[TEXT PASSAGE start]
The Santa Cruz Solution
Morgan’s production restores the comedic resolution in quite a novel, but quite complex, way. It is set up from the very first moments of the play, or before actually, when the cast wanders freely about the audience and onto the stage improvising around material excerpted from Shakespeare’s “induction” scene. Rarely seen in the modern theater, the “induction,” or introduction, is a sub-plot involving a town drunk named Christopher Sly. In the Folio text, he is fooled by an elaborate charade into believing he is a great lord, for whom the main play is being presented, and then – once it is underway – mysteriously disappears never to return.
The Santa Cruz production borrowed only a few lines and a bit of this subplot, but retained the detail that Sly sinks into a dreamlike stupor as the main action is beginning, in this case, downstage center on the suddenly abandoned stage.* This was related to, if not caused by, the surreal arrival of a harlequin-esque servant, Biondello (played by Andrew P. Quick), apparently kayaking – sans kayak – through the air. Sly watched a short bit of the ensuing action in which Biondello’s master, a wealthy, young Lucentio (amiably personated by Elvin McRae) arrived in town to study and have some fun. Upon realizing that the newcomers didn’t see or react to him, Sly turned to the front rows through which he was stumbling away and asked pointedly, “Am I dreaming?”
Confirmation that he was dreaming came quickly, when the same actor (the brilliant Fred Arsenault) arrived back onstage as the play’s protagonist, Petruchio. As is implied by the now common doubling of Theseus/Oberon as dream doppelgangers in Midsummer, this Petruchio was still in Sly’s clothes, but was a more powerful, successful, and confident version of him – his dream self.
Look and Feel
For much of the ensuing action, while Petruchio first woos, then weds, and finally tames the fiery Kate, the production seemed rather conventional – even old-fashioned. A director’s note tells us that the production is set, not in Padua, but in 15th Century Galacia (now a part of Spain), but it was hard to see a sharp distinction from the prototypical setting of Renaissance Italy in anything more than a bit of local color in B. Modern’s costumes. It looked and sounded like the broad comedy the play was once held to be.
The antagonist/female lead, Kate, played by Gretchen Hall, was a great deal meaner and more unsympathetic than most – the logic of which eventually became clear, as will be explored below. V Craig Heidenreich, playing Baptista, father to both Kate and a much-sought-after, mild-mannered daughter named Bianca (played by Victoria Nassif), not only looked a great deal like John Lithgow, but openly imitated his famous dead-pan, falling delivery. Petruchio’s servant, Grumio, (Conan McCarthy) was kilted and hard-drinking. Gremio, one of Bianca’s suitors, was played very broadly by local staple Kit Wilder, earning most of his laughs through funny sounds added to the ends of his lines. William Elsman played Hortensio as a more plausible third suitor for Bianca than is typical, but none of these characterizations were particularly nuanced or dimensional. Generally speaking, then, it seemed it was to be a thoroughly conventional, if lightweight, production.
Always Watch Out for the Bits that Don’t Fit
Only a couple of features truly stood out from the overall tone. First, the Puck-like Biondello was unusually prominent, and stood outside the world of the play. His actions were undertaken with literal winks and nods to the audience, and frequent deliveries of messages seemed less like missives conveyed, as assigned in the plot, than as mystical, perhaps magical, interventions to move Petruchio’s fortunes forward.
[TEXT PASSAGE end]
[RECORD EXTRACTS start]
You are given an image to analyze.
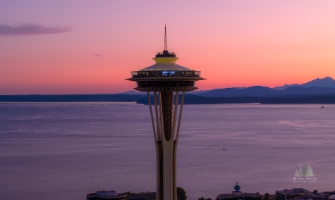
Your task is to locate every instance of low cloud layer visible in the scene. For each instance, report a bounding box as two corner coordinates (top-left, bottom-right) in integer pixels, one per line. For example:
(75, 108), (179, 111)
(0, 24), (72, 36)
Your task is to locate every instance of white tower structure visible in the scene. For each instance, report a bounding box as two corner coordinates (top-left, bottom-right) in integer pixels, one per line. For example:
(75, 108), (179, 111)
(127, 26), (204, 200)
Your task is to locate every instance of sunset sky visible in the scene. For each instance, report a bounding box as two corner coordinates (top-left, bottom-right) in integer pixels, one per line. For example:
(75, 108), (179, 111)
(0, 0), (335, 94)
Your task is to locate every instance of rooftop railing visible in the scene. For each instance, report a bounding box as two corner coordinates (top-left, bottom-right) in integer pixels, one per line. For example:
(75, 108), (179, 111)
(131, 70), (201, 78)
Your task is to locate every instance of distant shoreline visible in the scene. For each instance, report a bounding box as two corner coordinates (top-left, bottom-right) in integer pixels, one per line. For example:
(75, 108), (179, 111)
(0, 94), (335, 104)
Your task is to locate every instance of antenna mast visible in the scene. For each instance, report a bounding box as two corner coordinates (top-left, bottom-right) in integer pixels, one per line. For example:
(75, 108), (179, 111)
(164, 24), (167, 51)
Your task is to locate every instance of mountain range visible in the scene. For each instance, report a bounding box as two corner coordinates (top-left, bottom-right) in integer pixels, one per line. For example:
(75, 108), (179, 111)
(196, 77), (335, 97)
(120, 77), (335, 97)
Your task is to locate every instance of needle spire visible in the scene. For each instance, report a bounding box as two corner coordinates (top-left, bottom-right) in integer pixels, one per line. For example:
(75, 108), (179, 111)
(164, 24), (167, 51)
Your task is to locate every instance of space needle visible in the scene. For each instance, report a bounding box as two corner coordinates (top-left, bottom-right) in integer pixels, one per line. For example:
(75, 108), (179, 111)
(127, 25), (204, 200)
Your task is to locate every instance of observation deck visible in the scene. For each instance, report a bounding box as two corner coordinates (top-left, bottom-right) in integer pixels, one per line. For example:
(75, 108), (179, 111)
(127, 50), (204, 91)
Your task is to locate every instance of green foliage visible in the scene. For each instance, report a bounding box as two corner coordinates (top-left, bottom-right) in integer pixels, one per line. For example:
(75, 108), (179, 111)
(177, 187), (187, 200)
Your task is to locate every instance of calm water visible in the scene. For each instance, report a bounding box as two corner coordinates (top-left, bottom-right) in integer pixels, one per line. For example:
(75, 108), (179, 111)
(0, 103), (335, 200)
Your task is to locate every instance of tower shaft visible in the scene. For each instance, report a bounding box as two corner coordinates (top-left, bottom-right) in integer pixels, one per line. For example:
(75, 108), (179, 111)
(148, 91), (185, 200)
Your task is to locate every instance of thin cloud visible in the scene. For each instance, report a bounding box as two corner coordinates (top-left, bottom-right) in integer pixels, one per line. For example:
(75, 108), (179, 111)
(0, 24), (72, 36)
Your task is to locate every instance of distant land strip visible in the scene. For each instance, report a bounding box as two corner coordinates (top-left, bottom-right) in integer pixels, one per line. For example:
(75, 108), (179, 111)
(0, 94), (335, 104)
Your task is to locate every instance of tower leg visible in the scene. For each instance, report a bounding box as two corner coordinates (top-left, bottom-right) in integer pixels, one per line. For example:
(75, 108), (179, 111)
[RECORD EXTRACTS end]
[RECORD EXTRACTS start]
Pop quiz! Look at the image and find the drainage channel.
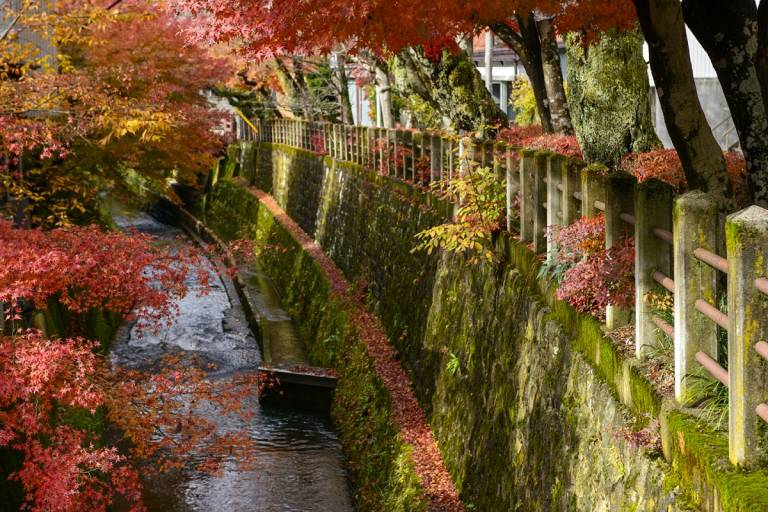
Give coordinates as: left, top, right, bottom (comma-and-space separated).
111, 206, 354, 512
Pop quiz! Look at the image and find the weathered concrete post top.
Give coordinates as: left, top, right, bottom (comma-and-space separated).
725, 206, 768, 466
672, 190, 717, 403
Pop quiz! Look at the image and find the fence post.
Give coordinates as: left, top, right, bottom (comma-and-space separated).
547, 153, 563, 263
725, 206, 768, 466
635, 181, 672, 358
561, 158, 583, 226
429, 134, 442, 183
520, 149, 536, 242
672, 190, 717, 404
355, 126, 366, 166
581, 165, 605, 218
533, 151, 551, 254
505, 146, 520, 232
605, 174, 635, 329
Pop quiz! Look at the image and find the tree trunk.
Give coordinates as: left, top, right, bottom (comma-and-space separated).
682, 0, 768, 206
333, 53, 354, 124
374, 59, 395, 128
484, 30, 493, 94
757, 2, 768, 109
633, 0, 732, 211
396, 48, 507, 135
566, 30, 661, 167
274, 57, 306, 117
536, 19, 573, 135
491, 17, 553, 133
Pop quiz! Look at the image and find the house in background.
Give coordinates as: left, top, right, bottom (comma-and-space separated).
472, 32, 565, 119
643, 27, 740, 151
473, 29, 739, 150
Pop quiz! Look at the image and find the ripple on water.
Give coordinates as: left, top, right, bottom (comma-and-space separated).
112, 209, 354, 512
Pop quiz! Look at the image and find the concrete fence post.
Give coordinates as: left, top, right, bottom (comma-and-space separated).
[RECORD EXTRACTS end]
→ **OBJECTIVE**
From the theater review, return everything from "Look and Feel" down to "held to be.", word for word.

→ **EXERCISE ANSWER**
Look and Feel
For much of the ensuing action, while Petruchio first woos, then weds, and finally tames the fiery Kate, the production seemed rather conventional – even old-fashioned. A director’s note tells us that the production is set, not in Padua, but in 15th Century Galacia (now a part of Spain), but it was hard to see a sharp distinction from the prototypical setting of Renaissance Italy in anything more than a bit of local color in B. Modern’s costumes. It looked and sounded like the broad comedy the play was once held to be.